■ **What is required**
Below are records; reproduce exactly the lines from the one that has "Target: utility pole" through the one that has "The response should indicate, for every instance of the brick", ends included, and nothing more.

[Data extracted from a collection]
━━━━━━━━━━
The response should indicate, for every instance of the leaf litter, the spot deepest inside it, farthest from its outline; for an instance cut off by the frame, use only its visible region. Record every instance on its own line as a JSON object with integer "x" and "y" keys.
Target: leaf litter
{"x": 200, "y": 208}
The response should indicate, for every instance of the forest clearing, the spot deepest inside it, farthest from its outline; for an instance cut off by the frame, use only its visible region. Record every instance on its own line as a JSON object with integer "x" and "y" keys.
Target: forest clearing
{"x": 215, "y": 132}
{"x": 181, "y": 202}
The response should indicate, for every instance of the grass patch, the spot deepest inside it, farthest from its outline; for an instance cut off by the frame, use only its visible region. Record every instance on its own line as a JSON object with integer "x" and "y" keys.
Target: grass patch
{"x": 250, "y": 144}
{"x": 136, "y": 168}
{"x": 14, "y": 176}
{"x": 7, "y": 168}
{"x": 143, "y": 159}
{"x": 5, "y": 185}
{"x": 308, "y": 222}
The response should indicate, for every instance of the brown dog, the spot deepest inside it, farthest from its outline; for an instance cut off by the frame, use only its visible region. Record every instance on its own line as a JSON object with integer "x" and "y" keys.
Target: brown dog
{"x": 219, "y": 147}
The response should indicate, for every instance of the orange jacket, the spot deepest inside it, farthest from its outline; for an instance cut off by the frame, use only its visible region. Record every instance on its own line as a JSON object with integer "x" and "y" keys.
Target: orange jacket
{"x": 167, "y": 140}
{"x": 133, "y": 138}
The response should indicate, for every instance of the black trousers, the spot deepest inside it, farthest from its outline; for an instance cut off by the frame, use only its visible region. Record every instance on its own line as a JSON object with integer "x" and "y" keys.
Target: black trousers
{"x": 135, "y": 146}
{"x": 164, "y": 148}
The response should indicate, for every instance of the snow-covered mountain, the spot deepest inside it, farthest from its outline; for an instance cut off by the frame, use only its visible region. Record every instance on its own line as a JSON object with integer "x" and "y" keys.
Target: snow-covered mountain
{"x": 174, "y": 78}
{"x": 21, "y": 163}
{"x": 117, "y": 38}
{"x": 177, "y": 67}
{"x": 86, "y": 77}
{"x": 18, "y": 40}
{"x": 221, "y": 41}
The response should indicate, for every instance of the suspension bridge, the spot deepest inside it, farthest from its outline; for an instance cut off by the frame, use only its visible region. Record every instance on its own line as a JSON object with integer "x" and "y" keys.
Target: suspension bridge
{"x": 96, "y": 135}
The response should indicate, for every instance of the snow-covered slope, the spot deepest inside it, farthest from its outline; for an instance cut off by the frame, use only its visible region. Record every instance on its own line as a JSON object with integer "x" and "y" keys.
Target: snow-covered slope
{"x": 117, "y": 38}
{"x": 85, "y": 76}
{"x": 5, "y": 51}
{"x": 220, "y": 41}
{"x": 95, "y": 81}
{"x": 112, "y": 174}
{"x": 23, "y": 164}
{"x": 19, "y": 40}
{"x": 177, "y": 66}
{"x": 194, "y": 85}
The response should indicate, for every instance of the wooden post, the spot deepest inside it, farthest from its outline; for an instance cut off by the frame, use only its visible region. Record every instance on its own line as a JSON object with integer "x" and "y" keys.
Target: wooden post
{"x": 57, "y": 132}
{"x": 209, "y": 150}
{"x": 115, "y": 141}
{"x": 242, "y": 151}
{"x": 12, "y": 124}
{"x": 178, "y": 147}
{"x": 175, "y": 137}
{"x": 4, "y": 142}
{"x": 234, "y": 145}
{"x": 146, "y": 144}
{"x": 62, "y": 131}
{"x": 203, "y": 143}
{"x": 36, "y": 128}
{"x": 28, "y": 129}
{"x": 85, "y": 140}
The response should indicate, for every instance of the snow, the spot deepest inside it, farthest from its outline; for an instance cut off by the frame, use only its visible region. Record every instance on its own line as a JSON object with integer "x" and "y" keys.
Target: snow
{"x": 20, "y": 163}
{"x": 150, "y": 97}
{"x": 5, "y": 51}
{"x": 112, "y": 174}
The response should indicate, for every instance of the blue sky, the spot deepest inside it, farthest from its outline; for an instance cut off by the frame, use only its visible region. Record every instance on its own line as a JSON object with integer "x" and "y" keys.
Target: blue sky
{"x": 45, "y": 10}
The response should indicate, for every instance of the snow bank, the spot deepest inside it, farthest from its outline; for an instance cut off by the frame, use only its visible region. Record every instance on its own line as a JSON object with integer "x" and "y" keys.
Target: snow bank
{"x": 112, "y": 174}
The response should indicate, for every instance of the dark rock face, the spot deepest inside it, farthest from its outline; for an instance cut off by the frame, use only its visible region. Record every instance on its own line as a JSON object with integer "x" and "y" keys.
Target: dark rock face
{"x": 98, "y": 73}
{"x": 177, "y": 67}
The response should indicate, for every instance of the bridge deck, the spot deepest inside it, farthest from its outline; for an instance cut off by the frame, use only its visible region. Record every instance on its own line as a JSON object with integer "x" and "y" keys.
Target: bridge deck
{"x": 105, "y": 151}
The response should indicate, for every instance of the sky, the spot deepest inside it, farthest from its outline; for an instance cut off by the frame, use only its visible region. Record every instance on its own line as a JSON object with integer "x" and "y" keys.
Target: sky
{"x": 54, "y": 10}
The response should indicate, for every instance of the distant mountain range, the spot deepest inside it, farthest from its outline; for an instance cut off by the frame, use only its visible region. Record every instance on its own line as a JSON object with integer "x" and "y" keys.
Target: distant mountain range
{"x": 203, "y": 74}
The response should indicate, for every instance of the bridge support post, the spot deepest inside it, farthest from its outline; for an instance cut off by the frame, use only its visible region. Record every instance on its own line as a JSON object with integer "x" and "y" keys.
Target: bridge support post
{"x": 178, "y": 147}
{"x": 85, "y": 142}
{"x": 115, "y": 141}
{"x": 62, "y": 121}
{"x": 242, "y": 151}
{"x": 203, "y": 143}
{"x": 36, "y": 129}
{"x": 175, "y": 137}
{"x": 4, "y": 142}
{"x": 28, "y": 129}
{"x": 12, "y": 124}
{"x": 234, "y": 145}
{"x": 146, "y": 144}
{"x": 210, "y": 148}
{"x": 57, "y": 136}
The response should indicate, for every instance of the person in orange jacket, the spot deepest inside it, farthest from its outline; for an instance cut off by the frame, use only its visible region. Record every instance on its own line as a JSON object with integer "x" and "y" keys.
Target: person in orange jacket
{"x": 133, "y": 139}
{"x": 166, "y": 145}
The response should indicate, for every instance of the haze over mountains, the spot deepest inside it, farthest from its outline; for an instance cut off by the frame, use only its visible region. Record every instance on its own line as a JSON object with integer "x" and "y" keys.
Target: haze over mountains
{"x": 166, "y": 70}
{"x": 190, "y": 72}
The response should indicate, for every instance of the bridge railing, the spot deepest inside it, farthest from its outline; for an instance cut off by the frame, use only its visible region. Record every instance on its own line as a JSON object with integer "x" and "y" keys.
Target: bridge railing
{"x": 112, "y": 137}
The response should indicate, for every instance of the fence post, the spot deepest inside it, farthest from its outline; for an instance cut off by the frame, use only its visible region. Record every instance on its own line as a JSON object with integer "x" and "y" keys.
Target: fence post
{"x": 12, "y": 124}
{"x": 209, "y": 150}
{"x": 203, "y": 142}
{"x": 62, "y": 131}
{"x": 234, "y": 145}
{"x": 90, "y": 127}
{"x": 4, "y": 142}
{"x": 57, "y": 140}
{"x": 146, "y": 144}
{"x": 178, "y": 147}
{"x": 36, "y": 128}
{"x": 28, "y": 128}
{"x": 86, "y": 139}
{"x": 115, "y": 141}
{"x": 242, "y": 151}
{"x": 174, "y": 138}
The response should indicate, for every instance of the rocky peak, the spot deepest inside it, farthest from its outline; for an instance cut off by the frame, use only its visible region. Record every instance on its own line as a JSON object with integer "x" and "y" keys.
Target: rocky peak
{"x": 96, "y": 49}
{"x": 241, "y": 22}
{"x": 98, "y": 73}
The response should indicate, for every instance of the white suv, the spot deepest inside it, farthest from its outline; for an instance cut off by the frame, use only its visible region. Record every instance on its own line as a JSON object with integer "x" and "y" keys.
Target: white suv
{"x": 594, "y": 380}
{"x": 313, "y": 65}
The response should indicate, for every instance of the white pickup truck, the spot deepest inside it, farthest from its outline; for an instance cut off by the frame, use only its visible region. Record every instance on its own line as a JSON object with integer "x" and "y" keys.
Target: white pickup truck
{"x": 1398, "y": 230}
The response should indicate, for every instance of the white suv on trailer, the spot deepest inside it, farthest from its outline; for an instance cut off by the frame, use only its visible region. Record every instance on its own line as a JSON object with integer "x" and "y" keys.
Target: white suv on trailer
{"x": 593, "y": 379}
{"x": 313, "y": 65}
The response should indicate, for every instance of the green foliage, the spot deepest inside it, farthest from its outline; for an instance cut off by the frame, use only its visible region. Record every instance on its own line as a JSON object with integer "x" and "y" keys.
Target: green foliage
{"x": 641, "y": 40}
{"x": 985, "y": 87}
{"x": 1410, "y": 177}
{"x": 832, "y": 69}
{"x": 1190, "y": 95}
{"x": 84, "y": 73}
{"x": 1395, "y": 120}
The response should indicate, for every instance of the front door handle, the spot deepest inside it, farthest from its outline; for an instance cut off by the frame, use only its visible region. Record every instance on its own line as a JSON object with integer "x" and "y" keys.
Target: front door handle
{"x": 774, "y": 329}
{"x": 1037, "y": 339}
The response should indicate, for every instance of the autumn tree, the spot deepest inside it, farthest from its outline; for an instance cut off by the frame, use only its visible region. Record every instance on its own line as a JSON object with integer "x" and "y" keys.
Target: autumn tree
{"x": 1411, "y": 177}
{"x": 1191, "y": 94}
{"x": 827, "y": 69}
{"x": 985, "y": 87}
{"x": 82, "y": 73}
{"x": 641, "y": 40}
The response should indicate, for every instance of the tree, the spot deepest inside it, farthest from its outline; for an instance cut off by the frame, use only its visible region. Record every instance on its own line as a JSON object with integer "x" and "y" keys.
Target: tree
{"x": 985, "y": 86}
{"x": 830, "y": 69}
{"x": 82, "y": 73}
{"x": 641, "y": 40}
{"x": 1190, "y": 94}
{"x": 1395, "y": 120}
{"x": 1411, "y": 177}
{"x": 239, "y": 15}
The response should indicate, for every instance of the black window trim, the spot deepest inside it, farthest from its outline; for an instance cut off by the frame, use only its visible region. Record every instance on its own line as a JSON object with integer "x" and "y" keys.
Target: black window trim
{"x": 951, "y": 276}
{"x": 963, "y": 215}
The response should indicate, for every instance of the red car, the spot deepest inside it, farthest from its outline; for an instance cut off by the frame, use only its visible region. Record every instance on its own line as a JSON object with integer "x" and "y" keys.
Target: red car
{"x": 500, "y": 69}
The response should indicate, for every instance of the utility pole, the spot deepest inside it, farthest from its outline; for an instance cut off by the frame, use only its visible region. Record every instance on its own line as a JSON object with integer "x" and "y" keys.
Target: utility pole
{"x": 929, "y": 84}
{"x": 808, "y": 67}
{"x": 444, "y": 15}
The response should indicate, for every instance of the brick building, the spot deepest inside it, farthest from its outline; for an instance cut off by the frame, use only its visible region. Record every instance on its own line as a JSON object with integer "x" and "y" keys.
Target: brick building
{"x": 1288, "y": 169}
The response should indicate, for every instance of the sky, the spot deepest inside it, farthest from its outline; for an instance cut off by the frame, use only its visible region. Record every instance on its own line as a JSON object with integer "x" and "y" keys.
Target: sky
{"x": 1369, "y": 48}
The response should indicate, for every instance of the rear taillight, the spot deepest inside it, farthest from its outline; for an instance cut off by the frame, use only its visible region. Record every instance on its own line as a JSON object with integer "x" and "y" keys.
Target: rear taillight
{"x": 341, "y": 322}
━━━━━━━━━━
■ **Response to the exercise**
Target: utility pole
{"x": 929, "y": 84}
{"x": 808, "y": 67}
{"x": 444, "y": 15}
The response should indicate, for every instance of the brick building, the spot deepest inside it, farthest from its outline; for an instance cut off by the frame, use only its visible region. Record every instance on its own line as a JSON object with integer "x" and "y" keys.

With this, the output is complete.